TASK INSTRUCTIONS — Everything in the listing below should be repeated exactly, apart from the pictures.

AVAILABLE DATA —
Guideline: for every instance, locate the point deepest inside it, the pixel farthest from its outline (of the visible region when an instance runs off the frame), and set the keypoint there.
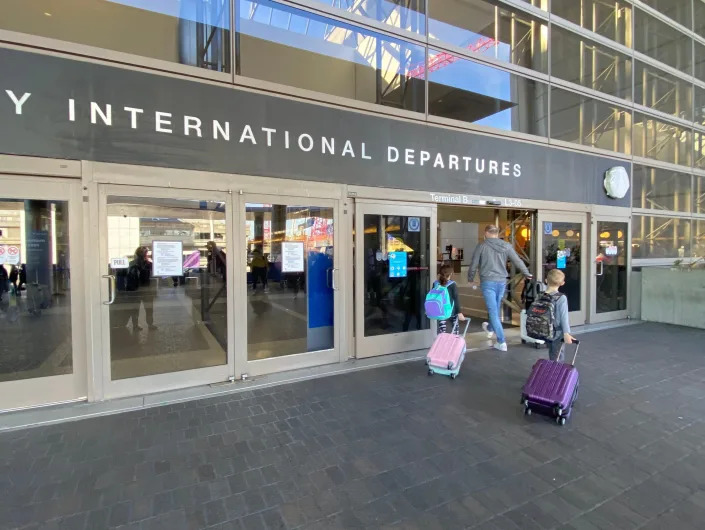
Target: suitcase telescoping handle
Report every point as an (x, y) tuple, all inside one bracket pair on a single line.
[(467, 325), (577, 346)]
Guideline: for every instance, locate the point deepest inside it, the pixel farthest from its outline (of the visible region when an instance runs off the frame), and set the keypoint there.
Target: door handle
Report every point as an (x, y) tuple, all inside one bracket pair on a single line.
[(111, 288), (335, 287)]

EXERCISE ANSWER —
Guideline: for every instance, locate the point deepest inside it, the pixel farthest from its outline (of the visible region when an instance runs off the frame), and set the keypoint there.
Target: suitcase telescoping handle
Report every point as an (x, y) tuple, all inside one bracket pair on a single line.
[(467, 325), (577, 346)]
Guideline: for every instance, locate the point deepest inside it, the pixel farthest from its outline (of the visible region when an instance runs off the frame), and set the keypoint there.
Target: door handle
Report every point as an (x, y) tuple, all inside one bracket pair on a single line.
[(111, 288), (335, 287)]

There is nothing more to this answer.